GIVEN DATA >>

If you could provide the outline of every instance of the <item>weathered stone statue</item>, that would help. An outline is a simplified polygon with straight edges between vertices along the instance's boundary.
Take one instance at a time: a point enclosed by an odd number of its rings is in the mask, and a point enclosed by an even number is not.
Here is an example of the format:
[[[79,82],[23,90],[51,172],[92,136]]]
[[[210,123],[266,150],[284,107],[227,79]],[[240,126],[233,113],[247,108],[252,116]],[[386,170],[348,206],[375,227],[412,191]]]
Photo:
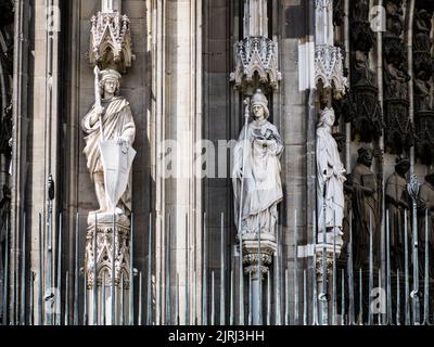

TASK OBJECTIVE >> Copy out everything in the records above word for word, but leave out the pictures.

FULL RESPONSE >>
If you could provide the outline of every instance of the <item>weathered stone statue</item>, that would help. An outline is a simplified polygon with straight edges between vertices along the instance's boundary.
Take one instance at a time: a point enclosed by an odd number of its rings is in the mask, and a point enclosed by an even number is not.
Here is an example of the format:
[[[79,82],[23,90],[51,172],[92,136]]]
[[[210,123],[266,150],[284,107],[227,79]],[[240,126],[233,113],[247,108],[252,116]],[[386,170],[348,206],[375,227],[412,191]]]
Photo:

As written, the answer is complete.